> [Task to complete]: Below are records. Return each one exactly as written.

[Entries taken from a collection]
□ □ □ □ □
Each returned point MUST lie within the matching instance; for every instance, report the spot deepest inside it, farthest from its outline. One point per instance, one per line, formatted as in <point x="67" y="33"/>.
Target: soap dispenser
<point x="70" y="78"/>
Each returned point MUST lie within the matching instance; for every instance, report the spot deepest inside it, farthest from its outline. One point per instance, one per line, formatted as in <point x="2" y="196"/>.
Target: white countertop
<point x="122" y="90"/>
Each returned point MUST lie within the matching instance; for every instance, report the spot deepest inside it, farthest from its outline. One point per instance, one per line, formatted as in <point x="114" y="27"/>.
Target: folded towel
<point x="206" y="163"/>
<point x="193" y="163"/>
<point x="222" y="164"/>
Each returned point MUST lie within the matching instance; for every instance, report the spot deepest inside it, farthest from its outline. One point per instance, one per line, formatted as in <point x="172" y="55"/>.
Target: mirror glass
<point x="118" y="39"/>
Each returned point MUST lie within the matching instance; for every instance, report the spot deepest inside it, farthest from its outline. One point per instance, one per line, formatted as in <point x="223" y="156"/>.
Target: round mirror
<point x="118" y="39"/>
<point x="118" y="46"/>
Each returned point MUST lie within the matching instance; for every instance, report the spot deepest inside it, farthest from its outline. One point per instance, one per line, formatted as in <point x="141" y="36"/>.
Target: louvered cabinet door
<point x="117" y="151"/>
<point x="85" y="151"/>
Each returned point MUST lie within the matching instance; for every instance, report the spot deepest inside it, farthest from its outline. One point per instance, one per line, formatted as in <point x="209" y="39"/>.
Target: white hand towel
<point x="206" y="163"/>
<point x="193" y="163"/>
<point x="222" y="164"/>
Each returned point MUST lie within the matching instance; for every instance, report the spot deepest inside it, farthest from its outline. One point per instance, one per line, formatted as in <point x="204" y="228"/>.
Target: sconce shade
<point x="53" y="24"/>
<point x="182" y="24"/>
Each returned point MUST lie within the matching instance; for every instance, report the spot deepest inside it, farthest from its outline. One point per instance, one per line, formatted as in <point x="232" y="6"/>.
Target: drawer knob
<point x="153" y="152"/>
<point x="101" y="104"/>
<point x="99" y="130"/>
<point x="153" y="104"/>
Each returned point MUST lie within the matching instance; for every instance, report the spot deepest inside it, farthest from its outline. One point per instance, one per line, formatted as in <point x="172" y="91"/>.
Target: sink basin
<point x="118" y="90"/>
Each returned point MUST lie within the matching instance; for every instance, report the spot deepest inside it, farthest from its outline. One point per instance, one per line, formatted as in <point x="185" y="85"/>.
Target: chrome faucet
□ □ □ □ □
> [Result]:
Each returned point MUST lie within the matching instance; for every instance, report the spot deepest inside it, farthest from its outline. One point per instance, one per line, formatted as in <point x="67" y="33"/>.
Target: soap dispenser
<point x="70" y="78"/>
Each returned point MUST lie within the matching instance; for every instance, report the spot deepest inside it, farthest from its outline. One point per instance, one per line, formatted as in <point x="2" y="196"/>.
Target: white countertop
<point x="122" y="90"/>
Each returned point MUST lie within the matching instance; for every instance, report the spot deepest inside it, farthest from its outline. One point per instance, one per line, formatted as in <point x="114" y="27"/>.
Target: folded towel
<point x="206" y="163"/>
<point x="193" y="163"/>
<point x="222" y="164"/>
Each returned point MUST lie within the matching instance; for every instance, report the spot deepest inside it, farthest from its outline. One point per instance, one per line, formatted as in <point x="172" y="55"/>.
Target: mirror glass
<point x="118" y="39"/>
Each returned point MUST lie within the matching instance; for every instance, report the spot deepest inside it, farthest from its outline. One point per instance, one per line, formatted as in <point x="223" y="156"/>.
Target: round mirror
<point x="118" y="39"/>
<point x="118" y="46"/>
Each returned point MUST lie within the matching instance; for every instance, report the spot deepest inside it, farthest from its outline. One point per instance, one per line, formatted as in <point x="141" y="36"/>.
Target: louvered cabinet door
<point x="117" y="151"/>
<point x="85" y="151"/>
Each returned point MUST lie within the matching instance; for every instance, report the spot deepest inside it, farthest from its outline. One point per instance, one per line, formatted as in <point x="209" y="39"/>.
Target: white hand towel
<point x="206" y="163"/>
<point x="193" y="163"/>
<point x="222" y="164"/>
Each returned point MUST lie within the matching instance; for every instance, report the spot deepest inside it, farthest from its outline. One point per instance, one per line, formatted as in <point x="204" y="228"/>.
Target: sconce shade
<point x="53" y="24"/>
<point x="182" y="24"/>
Each returned point MUST lie within the matching instance; for every instance, report the spot deepest inside it, farthest from its outline. One point per instance, one per line, formatted as in <point x="232" y="6"/>.
Target: drawer knob
<point x="153" y="152"/>
<point x="101" y="104"/>
<point x="99" y="130"/>
<point x="153" y="104"/>
Each returned point MUST lie within the matching instance; for every instance, report the spot deepest inside it, farthest from its outline. One point per instance, one per line, formatted as in <point x="172" y="91"/>.
Target: sink basin
<point x="118" y="90"/>
Each returned point MUST lie within the matching instance; for every instance, report the spot deepest inside it, farthest from its outline. One point per instance, one per line, formatted as in <point x="185" y="85"/>.
Target: chrome faucet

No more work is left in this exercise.